Among the records that follow, find the line with "Where can you see the overcast" and the line with "Where can you see the snow-covered". Set down those lines and all lines between them exactly, without adding anything.

Point localization data:

[Start of Attachment]

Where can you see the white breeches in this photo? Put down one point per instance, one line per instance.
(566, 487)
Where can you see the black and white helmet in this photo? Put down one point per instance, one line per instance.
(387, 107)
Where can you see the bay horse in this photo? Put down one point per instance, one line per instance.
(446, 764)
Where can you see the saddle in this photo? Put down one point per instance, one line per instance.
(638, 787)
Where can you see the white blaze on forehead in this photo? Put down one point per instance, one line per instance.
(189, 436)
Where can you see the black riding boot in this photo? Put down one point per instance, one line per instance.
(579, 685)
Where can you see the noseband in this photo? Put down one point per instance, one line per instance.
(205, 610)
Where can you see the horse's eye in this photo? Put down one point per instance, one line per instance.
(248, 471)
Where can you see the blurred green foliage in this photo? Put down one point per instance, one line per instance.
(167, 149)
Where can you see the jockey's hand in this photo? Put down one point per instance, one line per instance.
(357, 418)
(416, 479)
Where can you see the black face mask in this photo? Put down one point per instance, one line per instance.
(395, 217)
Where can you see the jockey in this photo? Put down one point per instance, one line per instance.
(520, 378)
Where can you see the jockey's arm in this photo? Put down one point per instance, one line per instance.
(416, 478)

[End of Attachment]
[Start of Attachment]

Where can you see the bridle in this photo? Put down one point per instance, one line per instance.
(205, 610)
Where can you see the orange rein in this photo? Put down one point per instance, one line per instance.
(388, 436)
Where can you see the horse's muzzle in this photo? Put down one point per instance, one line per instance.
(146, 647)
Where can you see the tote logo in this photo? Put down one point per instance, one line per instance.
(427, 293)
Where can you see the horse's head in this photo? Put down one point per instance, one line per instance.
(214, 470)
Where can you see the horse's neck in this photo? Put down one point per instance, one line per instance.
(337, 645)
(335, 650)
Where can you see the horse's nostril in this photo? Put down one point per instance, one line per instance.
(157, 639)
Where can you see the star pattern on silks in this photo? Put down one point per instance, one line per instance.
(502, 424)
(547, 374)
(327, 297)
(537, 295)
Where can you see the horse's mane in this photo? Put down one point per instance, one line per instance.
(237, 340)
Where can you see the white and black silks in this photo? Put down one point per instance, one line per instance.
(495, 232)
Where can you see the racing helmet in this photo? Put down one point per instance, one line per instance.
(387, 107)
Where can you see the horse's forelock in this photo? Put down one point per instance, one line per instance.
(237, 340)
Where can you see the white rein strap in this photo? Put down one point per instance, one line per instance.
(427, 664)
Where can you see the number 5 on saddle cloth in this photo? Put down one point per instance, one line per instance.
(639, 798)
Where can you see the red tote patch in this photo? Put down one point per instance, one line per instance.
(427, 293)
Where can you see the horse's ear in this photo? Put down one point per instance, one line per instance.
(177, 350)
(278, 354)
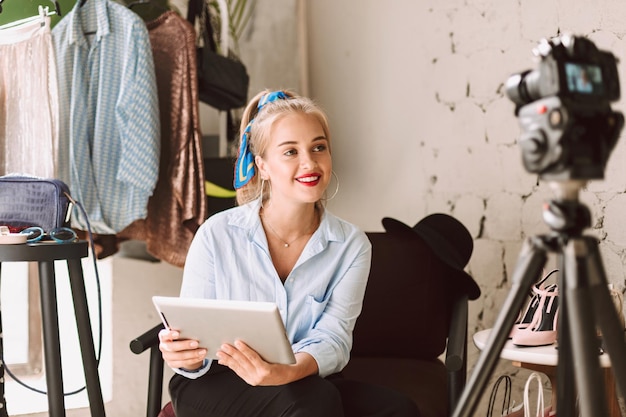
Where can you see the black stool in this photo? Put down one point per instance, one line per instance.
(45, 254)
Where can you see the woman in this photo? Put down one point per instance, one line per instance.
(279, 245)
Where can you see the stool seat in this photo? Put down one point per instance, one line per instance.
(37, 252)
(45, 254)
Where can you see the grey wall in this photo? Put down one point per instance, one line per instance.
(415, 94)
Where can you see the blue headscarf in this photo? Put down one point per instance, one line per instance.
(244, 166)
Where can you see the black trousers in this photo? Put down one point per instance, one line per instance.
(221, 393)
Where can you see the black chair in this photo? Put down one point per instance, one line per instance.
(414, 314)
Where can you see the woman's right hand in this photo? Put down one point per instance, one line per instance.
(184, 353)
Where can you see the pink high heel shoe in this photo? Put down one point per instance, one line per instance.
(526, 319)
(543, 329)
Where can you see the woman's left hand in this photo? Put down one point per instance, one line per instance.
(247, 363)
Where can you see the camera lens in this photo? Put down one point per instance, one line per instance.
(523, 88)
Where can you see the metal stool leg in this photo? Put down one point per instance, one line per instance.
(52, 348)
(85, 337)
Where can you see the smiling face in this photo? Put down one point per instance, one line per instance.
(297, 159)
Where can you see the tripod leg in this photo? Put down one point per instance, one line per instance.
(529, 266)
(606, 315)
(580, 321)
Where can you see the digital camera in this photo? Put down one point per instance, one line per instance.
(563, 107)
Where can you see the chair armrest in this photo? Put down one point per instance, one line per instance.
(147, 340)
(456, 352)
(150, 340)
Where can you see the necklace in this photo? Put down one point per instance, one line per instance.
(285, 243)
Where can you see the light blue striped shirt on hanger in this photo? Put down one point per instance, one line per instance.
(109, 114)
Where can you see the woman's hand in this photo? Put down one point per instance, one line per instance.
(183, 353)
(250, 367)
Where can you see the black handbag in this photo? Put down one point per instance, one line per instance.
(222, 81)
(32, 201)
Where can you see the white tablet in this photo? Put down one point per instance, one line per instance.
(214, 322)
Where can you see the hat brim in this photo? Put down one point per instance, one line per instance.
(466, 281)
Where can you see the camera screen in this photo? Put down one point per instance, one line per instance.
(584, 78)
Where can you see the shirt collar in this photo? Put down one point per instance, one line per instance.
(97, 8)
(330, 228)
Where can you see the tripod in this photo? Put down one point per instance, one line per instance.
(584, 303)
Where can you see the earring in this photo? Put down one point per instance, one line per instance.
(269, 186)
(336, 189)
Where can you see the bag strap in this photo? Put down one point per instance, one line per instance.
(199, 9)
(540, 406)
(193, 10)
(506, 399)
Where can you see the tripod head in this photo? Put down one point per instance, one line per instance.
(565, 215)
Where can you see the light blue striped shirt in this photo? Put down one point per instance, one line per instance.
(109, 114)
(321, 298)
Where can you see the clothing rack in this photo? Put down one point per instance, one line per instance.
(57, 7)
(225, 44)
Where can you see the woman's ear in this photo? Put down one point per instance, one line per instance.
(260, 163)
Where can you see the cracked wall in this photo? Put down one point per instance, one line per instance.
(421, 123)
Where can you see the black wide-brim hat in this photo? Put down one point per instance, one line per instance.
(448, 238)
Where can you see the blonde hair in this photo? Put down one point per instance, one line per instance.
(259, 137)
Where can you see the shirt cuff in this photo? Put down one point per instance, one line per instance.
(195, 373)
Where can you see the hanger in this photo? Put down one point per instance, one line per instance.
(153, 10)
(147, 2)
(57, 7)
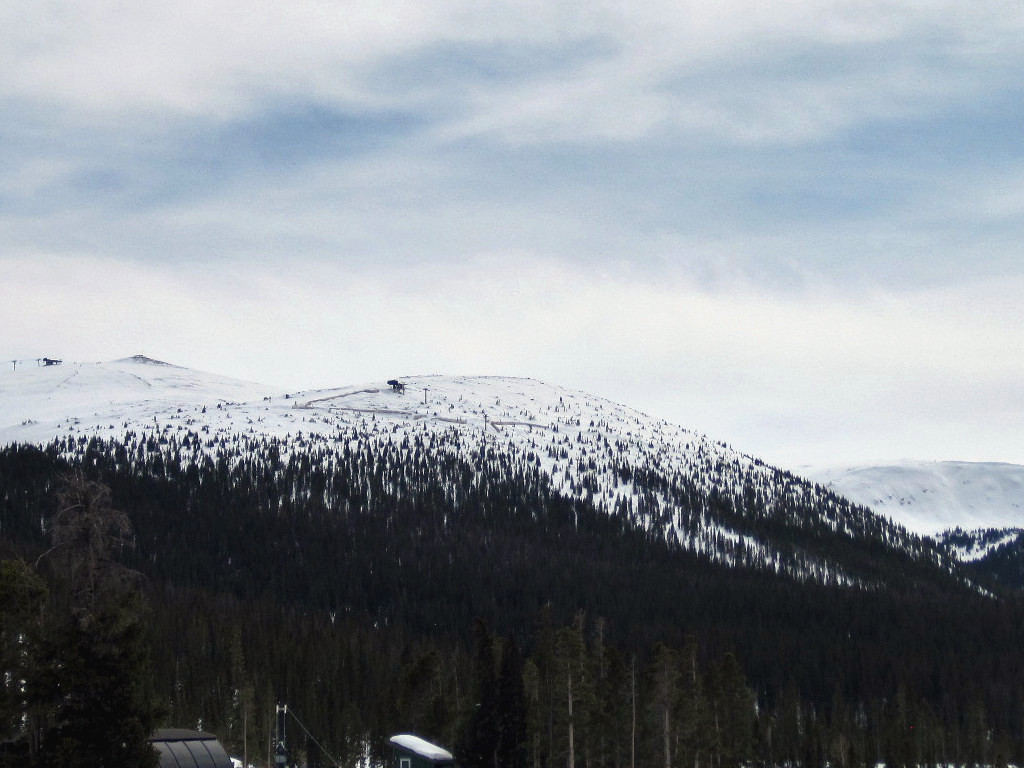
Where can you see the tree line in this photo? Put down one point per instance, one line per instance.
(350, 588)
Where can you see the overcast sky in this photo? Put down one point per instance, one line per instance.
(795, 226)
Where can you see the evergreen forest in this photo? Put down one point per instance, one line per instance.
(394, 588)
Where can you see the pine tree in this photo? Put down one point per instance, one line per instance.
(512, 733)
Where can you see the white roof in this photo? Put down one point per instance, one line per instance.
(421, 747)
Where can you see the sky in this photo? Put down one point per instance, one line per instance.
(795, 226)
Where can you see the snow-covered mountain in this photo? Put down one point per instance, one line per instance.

[End of Attachment]

RESPONSE BOX ▸
Where can you see the overcast sky in this photo? Put down one point per instance, one line per instance.
(795, 226)
Where can you see the evergreen forest in this photo? Put down one point per instance, one line per instance.
(394, 588)
Where can you see the pine tree in this photo? Put down one point per instance, one line per instance.
(512, 733)
Where can you see the white roof in this photo? Put down one point per instance, one line per instance.
(421, 747)
Where can you see the sky in this photo? Put down one point per instance, one line per instance.
(795, 226)
Where can you see the snow-covered mountain in this photo? Put down one point per instance, one line per instance.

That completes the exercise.